___ Supplied material ___

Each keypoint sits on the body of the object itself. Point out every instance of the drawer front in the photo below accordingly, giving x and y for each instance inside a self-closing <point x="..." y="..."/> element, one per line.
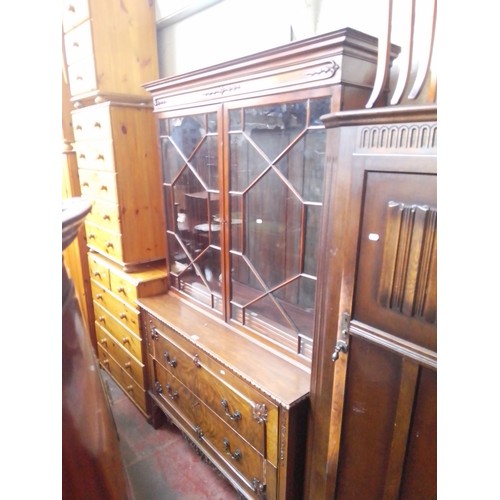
<point x="106" y="215"/>
<point x="91" y="123"/>
<point x="104" y="241"/>
<point x="97" y="185"/>
<point x="119" y="309"/>
<point x="123" y="288"/>
<point x="244" y="409"/>
<point x="81" y="76"/>
<point x="127" y="362"/>
<point x="78" y="43"/>
<point x="209" y="427"/>
<point x="73" y="13"/>
<point x="129" y="340"/>
<point x="123" y="379"/>
<point x="95" y="155"/>
<point x="98" y="272"/>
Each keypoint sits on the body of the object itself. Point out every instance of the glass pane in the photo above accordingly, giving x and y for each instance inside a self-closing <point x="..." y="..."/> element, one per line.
<point x="186" y="133"/>
<point x="246" y="162"/>
<point x="246" y="286"/>
<point x="204" y="161"/>
<point x="273" y="128"/>
<point x="303" y="166"/>
<point x="191" y="175"/>
<point x="276" y="182"/>
<point x="273" y="219"/>
<point x="235" y="119"/>
<point x="172" y="160"/>
<point x="236" y="220"/>
<point x="319" y="107"/>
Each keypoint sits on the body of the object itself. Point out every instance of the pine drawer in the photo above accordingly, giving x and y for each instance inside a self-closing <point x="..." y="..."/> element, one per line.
<point x="129" y="363"/>
<point x="122" y="378"/>
<point x="118" y="308"/>
<point x="125" y="337"/>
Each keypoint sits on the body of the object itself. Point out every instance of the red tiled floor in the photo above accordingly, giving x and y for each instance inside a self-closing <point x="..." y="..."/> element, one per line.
<point x="161" y="463"/>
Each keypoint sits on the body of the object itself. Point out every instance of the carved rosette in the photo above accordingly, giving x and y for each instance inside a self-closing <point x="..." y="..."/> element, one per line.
<point x="260" y="413"/>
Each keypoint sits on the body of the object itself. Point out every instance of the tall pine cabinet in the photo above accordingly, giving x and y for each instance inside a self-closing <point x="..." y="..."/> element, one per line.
<point x="110" y="51"/>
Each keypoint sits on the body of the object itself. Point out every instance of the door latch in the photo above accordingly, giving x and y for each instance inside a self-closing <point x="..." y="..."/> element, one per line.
<point x="342" y="345"/>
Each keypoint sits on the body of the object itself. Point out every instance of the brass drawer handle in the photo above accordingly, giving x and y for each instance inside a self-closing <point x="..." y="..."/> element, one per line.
<point x="168" y="360"/>
<point x="154" y="333"/>
<point x="227" y="448"/>
<point x="235" y="416"/>
<point x="199" y="432"/>
<point x="172" y="394"/>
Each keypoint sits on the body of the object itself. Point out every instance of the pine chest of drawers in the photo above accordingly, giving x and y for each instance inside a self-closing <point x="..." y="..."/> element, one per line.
<point x="118" y="170"/>
<point x="110" y="48"/>
<point x="120" y="347"/>
<point x="244" y="410"/>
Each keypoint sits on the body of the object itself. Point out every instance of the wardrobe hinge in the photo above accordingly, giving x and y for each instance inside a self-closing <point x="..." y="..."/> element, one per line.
<point x="342" y="345"/>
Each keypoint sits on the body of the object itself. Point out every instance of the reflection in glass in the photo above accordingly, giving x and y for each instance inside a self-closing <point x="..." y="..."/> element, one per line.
<point x="191" y="183"/>
<point x="276" y="189"/>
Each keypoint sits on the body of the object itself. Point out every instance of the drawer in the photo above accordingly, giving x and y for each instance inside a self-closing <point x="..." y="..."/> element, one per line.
<point x="106" y="215"/>
<point x="73" y="13"/>
<point x="127" y="362"/>
<point x="78" y="43"/>
<point x="123" y="379"/>
<point x="125" y="337"/>
<point x="122" y="287"/>
<point x="95" y="155"/>
<point x="98" y="271"/>
<point x="97" y="185"/>
<point x="238" y="404"/>
<point x="209" y="428"/>
<point x="82" y="77"/>
<point x="91" y="123"/>
<point x="119" y="309"/>
<point x="104" y="241"/>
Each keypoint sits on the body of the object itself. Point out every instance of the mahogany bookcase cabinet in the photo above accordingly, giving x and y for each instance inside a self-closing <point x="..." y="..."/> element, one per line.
<point x="229" y="346"/>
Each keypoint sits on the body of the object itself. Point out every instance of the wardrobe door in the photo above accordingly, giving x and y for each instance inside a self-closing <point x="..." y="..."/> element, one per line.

___

§ Given task
What comes back should match the records exactly, minus any pictures.

§ The solution
Each keypoint sits on the body of the object itself. Point out every instance of the drawer front in the photo below accordingly, giving x and y for each instance inside a self-closing <point x="..." y="..."/> element, one per line.
<point x="106" y="215"/>
<point x="91" y="123"/>
<point x="104" y="241"/>
<point x="97" y="185"/>
<point x="119" y="309"/>
<point x="123" y="288"/>
<point x="244" y="409"/>
<point x="81" y="76"/>
<point x="127" y="362"/>
<point x="78" y="43"/>
<point x="209" y="427"/>
<point x="73" y="13"/>
<point x="129" y="340"/>
<point x="123" y="379"/>
<point x="95" y="155"/>
<point x="98" y="272"/>
Each keypoint sits on the body of the object itself. Point out every instance of the glass pane in the photo above accordingly, giving x and y for each instance inside a self-closing <point x="..." y="..."/> element, one per line.
<point x="186" y="133"/>
<point x="246" y="162"/>
<point x="246" y="286"/>
<point x="204" y="161"/>
<point x="273" y="128"/>
<point x="303" y="166"/>
<point x="191" y="175"/>
<point x="276" y="182"/>
<point x="273" y="219"/>
<point x="235" y="119"/>
<point x="172" y="160"/>
<point x="236" y="220"/>
<point x="319" y="107"/>
Each keypoint sits on the body of the object itself. Point out every instance of the pine drawer in the photo above accordingly, giving x and y for each instance inside a self-closing <point x="..." y="..."/> element, one per line.
<point x="129" y="363"/>
<point x="122" y="378"/>
<point x="118" y="308"/>
<point x="125" y="337"/>
Each keypoint sits on the body of the object itself. Point out every instance of the red tiled floor in the photo above accordingly, giving x and y for each instance inside a self-closing <point x="..." y="..."/> element, one per line.
<point x="161" y="463"/>
Each keypoint sits on the body of the object itself. Point out every instance of the carved rosette in the photo above accordingly, giving x and y for each instance inside a self-closing <point x="..." y="..."/> element, one per line.
<point x="260" y="413"/>
Each keypoint sits on the body of the object itself. Point out every instance of the tall pine cabinet in the photo above accordingly, giving x and y for each instance inside a self-closing <point x="..." y="..."/> element, one per line.
<point x="110" y="51"/>
Each keypoint sits on the body of the object itself. Point out every instance of the door latch in the photo above accordingly, giving x and y for each instance inside a self-closing <point x="..." y="..."/> element, one per line.
<point x="342" y="345"/>
Each keypoint sits on the body of the object itself. Point out every instance of the brass drawer handle in the photo above accordingly, giving x and y for each instance inside a self-closing <point x="..." y="..."/> element, one per line.
<point x="168" y="360"/>
<point x="154" y="333"/>
<point x="227" y="448"/>
<point x="235" y="416"/>
<point x="199" y="432"/>
<point x="172" y="394"/>
Each keypoint sits on the body of the object itself. Point out every instance of the pine chest of drawers in the photo above accordingly, giving x and y for each instance inside a self-closing <point x="..." y="..."/> element, one per line.
<point x="118" y="170"/>
<point x="110" y="48"/>
<point x="120" y="347"/>
<point x="244" y="410"/>
Each keypoint sits on the body of the object itself. Point out every instance of the wardrobe hinge in the photo above accordingly, giving x and y for each instance inside a self-closing <point x="..." y="..."/> element, one per line.
<point x="342" y="345"/>
Each keypoint sits on the body of the object itself. Point out every instance of the reflection in glass in the photo above accordingly, giving x and y for each instance inside a self-closing <point x="..." y="..."/> element, one per line.
<point x="191" y="183"/>
<point x="276" y="189"/>
Each keypoint sits on the body of the object itself. Point out every instance of the drawer in the photo above accordingly, giving x and y for each instance inside a self-closing <point x="..." y="..."/> element, one per line.
<point x="106" y="215"/>
<point x="73" y="13"/>
<point x="127" y="362"/>
<point x="78" y="43"/>
<point x="123" y="379"/>
<point x="125" y="337"/>
<point x="122" y="287"/>
<point x="95" y="155"/>
<point x="98" y="271"/>
<point x="97" y="185"/>
<point x="238" y="404"/>
<point x="209" y="428"/>
<point x="82" y="77"/>
<point x="91" y="123"/>
<point x="119" y="309"/>
<point x="104" y="241"/>
Each keypoint sits on the body of the object itself. Point out every instance of the mahogany bookcase cabinet in the photo above accordingly, giving x and y for each instance inside a self-closing <point x="..." y="..."/> element, one per line.
<point x="229" y="346"/>
Each keypoint sits on the body of the object itself. Point out every instance of the wardrobe door in the photo above accordingly, giving x and y for each instance inside a self-closing <point x="..." y="..."/> element, one per line.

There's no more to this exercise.